**Exercise goal**
An exact transcription of the listing, without its images, is what the answer must contain.

**Provided material**

****************

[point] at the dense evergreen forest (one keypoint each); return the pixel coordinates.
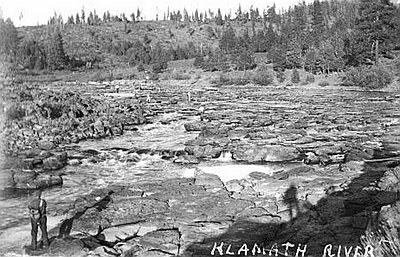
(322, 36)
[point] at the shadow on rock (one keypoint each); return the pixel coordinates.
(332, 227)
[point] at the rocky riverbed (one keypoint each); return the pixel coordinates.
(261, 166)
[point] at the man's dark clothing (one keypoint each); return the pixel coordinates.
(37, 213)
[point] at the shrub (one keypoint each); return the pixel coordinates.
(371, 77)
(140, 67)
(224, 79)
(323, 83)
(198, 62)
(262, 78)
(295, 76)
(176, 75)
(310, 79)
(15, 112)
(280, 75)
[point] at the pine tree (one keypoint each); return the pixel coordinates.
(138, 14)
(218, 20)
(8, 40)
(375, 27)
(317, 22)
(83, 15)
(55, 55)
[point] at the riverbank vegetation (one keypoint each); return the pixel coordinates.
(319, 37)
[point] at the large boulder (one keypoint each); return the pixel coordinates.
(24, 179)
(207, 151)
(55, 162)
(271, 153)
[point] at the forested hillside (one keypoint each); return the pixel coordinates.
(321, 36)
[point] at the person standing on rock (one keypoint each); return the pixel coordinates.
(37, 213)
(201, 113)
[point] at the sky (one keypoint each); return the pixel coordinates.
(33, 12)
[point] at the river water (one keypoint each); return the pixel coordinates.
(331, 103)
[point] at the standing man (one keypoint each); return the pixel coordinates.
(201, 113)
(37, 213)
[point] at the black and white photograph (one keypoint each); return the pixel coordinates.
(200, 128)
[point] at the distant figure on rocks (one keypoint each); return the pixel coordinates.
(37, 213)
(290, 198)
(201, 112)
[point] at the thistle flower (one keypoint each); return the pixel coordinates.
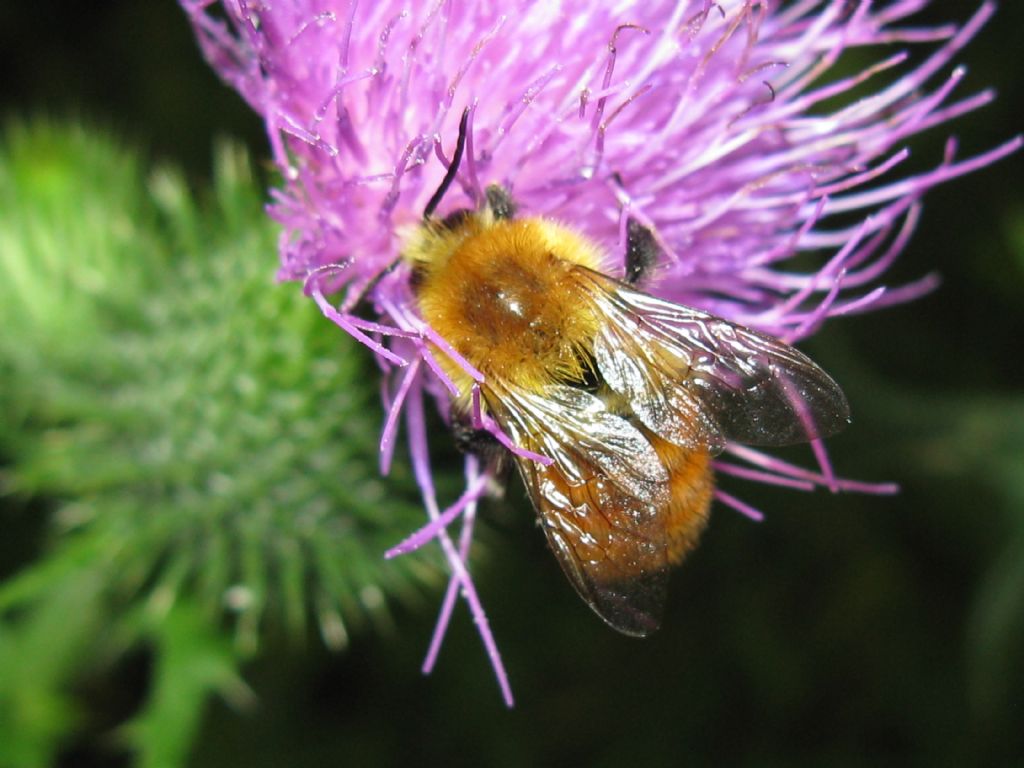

****************

**Answer to this problem**
[point] at the dense evergreen forest (one keypoint each); return the pixel coordinates.
(322, 36)
[point] at the shadow on rock (one keypoint each); return the pixel coordinates.
(332, 227)
[point] at the rocky riverbed (one keypoint each); return the pixel coordinates.
(261, 166)
[point] at the man's dark clothing (one keypoint each); return the pixel coordinates.
(37, 213)
[point] at the shrub (one keypoint each); return the pixel coordinates.
(371, 77)
(140, 67)
(224, 79)
(323, 83)
(198, 62)
(262, 78)
(295, 76)
(176, 75)
(310, 79)
(15, 112)
(280, 75)
[point] at the pine tree (one keypoint each); return the pixel coordinates.
(138, 14)
(218, 20)
(8, 40)
(375, 27)
(317, 22)
(83, 15)
(55, 55)
[point] at the riverbank vegetation (one keypoint each); return the pixel coordinates.
(319, 37)
[point] at the large boulder (one keypoint each); return the pixel coordinates.
(24, 179)
(207, 151)
(55, 162)
(271, 153)
[point] at the forested hillside (one keypoint each); return the pixel coordinates.
(321, 36)
[point] at the person standing on rock (one keypoint each); return the pixel coordinates.
(37, 213)
(201, 113)
[point] at the sky (one keypoint each); return the pixel coordinates.
(33, 12)
[point] at the river water (one keypoint each); return the pixel coordinates.
(331, 103)
[point] at the standing man (one keypoint each); return the pixel coordinates.
(201, 113)
(37, 213)
[point] at the black and white photograph (one keypoint each); return the pixel coordinates.
(200, 128)
[point] at the distant figure on rocks (one keypoint each); return the pixel coordinates.
(37, 213)
(290, 198)
(201, 112)
[point] at the thistle flower (one keypoint each); return the pixel coordinates.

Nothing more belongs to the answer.